__GIVEN INSTRUCTION 1__:
For each statement (a), (b) and (c), say whether the biography of Jack Doherty supports it. Answer yes or no, and quote the deciding words from the biography.
(a) Doherty graduated from the Ulster College of Art and Design in 1971.
(b) Doherty chaired the Craft Potters Association without a break from 1995 to 2008.
(c) In 2012 Doherty exhibited alongside Tomoo Hamada.
__GIVEN INSTRUCTION 2__: Translate this sentence from the biography of Jack Doherty into Spanish: "He now works independently from his studio in Mousehole, Cornwall, England."
__GIVEN INSTRUCTION 3__: Proceed with the biography of Jack Doherty, writing on from its final sentence.

__SELECTED TEXT__:
◆ ◆ ◆ ◆
Jack Doherty (born 1948, Coleraine) is a Northern Irish studio potter and author. He is perhaps best known for his vessels made of soda-fired porcelain. He has been featured in a number of books, and his work has been exhibited widely in both Europe and North America. Articles of his have appeared in various pottery journals and he has been Chair of the Craft Potters Association.

Biography
Upon graduating from the Ulster College of Art and Design in 1971, Jack Doherty began working as a studio potter at Kilkenny Design Workshops, Ireland. Afterwards, he established his studio first in Co Armagh and then in Herefordshire, while also being a part-time lecturer in ceramics at the Royal Forest of Dean College. He was elected as chair of the Craft Potters Association between 1995 and 2000 and again between 2002 and 2008. He was lead potter and creative director at the Leach Pottery in St. Ives, Cornwall, where he developed Leach's new range of contemporary tableware. In 2012, Doherty exhibited alongside Japanese potter Tomoo Hamada, celebrating the signing of an official declaration of friendship between the towns of St. Ives and Mashiko, Tochigi, Japan, by the two respective mayors on 20 September 2012. As a founder he became the current Chair of the organising committee of Ceramic Arts London in 2013, previously being director of both Ceramic Review magazine and Contemporary Ceramics for more than 13 years. He now works independently from his studio in Mousehole, Cornwall, England. He was visited by Rick Stein in the first series of the BBC's Rick Stein's Cornwall.
◆ ◆ ◆ ◆
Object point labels
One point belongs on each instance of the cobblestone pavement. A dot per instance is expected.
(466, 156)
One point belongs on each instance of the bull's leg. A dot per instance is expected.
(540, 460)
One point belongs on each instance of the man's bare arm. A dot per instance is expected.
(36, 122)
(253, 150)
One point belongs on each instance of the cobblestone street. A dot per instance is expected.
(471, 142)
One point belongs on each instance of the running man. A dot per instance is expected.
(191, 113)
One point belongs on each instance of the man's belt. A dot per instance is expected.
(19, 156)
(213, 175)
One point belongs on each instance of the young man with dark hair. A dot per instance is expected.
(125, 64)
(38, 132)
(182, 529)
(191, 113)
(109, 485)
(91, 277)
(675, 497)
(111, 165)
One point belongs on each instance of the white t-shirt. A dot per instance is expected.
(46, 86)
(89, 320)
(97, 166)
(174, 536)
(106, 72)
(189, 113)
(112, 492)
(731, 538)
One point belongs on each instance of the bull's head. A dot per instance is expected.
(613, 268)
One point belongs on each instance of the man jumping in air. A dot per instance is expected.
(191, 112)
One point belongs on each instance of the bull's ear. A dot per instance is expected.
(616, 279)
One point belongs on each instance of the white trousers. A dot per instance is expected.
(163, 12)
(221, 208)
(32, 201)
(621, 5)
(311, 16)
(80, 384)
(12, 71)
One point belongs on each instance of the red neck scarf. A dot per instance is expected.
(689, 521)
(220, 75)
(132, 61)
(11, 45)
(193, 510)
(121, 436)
◆ ◆ ◆ ◆
__TASK RESULT 1__:
(a) Yes: "Upon graduating from the Ulster College of Art and Design in 1971"
(b) No: "between 1995 and 2000 and again between 2002 and 2008"
(c) Yes: "In 2012, Doherty exhibited alongside Japanese potter Tomoo Hamada"

__TASK RESULT 2__: Actualmente trabaja de forma independiente desde su taller en Mousehole, Cornualles, Inglaterra.

__TASK RESULT 3__:
Work process
Devoting the majority of his career to porcelain, Doherty has developed a unique process of crafting his ceramic objects. The shapes are thrown, then carved and shaped using only one type of porcelain clay. One slip in which copper carbonate is added as a colouring material is applied. Finally, he uses a single soda-firing technique, executed by spraying a mixture of water and sodium bicarbonate into the kiln at a high temperature. The resulting vapour is drawn through the kiln chamber where it reacts with the silica and alumina present in the clay, creating a rich patina of surface texture and colour.

Questioning the vernacular of functionality
Doherty's work is meant to subtly interconnect with domestic space and daily life, and according to Doherty, "can be solitary and contemplative or ceremonial; for everyday use or for special occasions." His recent work displays a sense of robustness, lacking the refined transparent glaze commonly associated with porcelain objects. In using the soda-firing finish and a wide range of archetypal forms, Doherty attempts to question the vernacular of functionality. The vessels Doherty creates explore ancient layers of cultural resonance embedded in these archetypal forms. Looking at the rustic surface textures, the palettes of smoky and sometimes vibrant colours and the simplicity of the irregular shapes thrown by Doherty, the vessels exhume transient visceral qualities reminiscent of the Japanese aesthetics of Wabi-sabi and Shibui, no doubt having been influenced by the work of the late modernist Bernard Leach (Doherty being the previous lead potter of The Leach Pottery), as well as the politics of work as laid out by John Ruskin. Vernacularism as a cultural phenomenon thus plays a large part in the work of Doherty, and it can, therefore, be seen as a product of the Arts and Crafts movement and, associated with it, the writings of William Morris.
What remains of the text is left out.